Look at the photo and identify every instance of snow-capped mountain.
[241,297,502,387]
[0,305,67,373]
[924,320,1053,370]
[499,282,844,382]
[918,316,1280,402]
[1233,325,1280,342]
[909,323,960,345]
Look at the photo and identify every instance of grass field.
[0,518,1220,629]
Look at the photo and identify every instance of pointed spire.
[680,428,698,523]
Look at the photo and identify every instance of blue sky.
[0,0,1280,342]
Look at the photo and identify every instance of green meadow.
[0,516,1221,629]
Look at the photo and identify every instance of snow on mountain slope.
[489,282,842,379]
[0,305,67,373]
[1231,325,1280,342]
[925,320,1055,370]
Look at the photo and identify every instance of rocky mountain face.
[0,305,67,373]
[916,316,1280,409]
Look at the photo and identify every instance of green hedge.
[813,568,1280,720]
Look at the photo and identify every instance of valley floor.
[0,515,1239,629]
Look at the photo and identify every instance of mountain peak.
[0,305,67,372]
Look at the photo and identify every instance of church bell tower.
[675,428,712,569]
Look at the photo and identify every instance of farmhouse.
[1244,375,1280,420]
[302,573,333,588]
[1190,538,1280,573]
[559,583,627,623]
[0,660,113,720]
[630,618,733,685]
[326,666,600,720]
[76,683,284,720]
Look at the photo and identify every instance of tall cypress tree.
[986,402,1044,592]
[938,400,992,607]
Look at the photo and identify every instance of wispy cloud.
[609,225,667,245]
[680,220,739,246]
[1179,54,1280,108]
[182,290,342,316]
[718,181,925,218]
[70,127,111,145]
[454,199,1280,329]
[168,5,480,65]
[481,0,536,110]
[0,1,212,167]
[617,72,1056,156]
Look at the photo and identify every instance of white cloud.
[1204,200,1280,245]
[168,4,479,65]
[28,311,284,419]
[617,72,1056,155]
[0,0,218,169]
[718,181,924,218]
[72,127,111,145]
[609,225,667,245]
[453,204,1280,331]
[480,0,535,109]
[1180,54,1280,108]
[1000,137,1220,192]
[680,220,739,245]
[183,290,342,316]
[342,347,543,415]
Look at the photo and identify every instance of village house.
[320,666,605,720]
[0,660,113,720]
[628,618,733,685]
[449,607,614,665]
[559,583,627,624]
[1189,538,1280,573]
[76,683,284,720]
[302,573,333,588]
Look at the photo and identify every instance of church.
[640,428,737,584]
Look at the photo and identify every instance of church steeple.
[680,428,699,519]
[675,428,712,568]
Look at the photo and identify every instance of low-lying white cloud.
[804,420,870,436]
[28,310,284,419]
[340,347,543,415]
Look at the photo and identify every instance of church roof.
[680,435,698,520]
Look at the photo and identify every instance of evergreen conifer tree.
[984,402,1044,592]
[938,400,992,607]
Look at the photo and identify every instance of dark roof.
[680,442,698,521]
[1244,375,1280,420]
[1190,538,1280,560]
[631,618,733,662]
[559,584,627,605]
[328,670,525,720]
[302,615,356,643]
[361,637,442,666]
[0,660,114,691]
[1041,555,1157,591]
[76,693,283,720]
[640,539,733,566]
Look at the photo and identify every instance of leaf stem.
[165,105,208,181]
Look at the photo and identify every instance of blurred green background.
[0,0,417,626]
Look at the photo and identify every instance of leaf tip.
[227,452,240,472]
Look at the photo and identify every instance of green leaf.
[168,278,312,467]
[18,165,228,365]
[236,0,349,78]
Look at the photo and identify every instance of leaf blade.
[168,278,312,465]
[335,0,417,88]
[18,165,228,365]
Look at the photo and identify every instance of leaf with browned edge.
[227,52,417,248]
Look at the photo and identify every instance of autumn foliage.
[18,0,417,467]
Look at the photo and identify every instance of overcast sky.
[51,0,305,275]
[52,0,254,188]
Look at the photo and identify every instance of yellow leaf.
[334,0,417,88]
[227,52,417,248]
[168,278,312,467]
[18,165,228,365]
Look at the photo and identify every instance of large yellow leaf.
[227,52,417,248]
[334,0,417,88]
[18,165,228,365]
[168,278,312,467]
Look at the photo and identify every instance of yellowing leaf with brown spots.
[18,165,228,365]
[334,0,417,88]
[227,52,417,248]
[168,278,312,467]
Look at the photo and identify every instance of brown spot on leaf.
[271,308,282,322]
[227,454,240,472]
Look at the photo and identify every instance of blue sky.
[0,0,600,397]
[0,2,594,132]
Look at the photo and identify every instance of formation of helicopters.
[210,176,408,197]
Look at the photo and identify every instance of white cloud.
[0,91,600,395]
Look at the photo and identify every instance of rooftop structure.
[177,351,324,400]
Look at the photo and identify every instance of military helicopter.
^^^^
### AIM
Rewrite the records above from the start through the line containing "[925,320,1055,370]", both ends included, with the requests kept. Multiply every bounding-box coordinate in the answers by 0.25, rounding to whole numbers with halves rounded up.

### RESULT OF THIS TASK
Look at the photo and identify every instance of snow-capped mountain.
[60,74,126,97]
[0,76,17,93]
[231,80,263,93]
[125,71,211,96]
[230,79,320,101]
[308,81,320,86]
[227,81,240,86]
Look at the photo and identify every instance of grass field.
[0,130,305,157]
Look at the photo and identify every instance of pointed spire.
[170,107,175,131]
Look at the photo and identify every instance of blue sky.
[0,0,320,86]
Look at the photo and identify every instance of green meadow.
[0,129,305,157]
Look at the photo and identify every instance of snow on mountain slope.
[122,71,211,95]
[0,76,17,93]
[308,81,320,86]
[231,80,264,93]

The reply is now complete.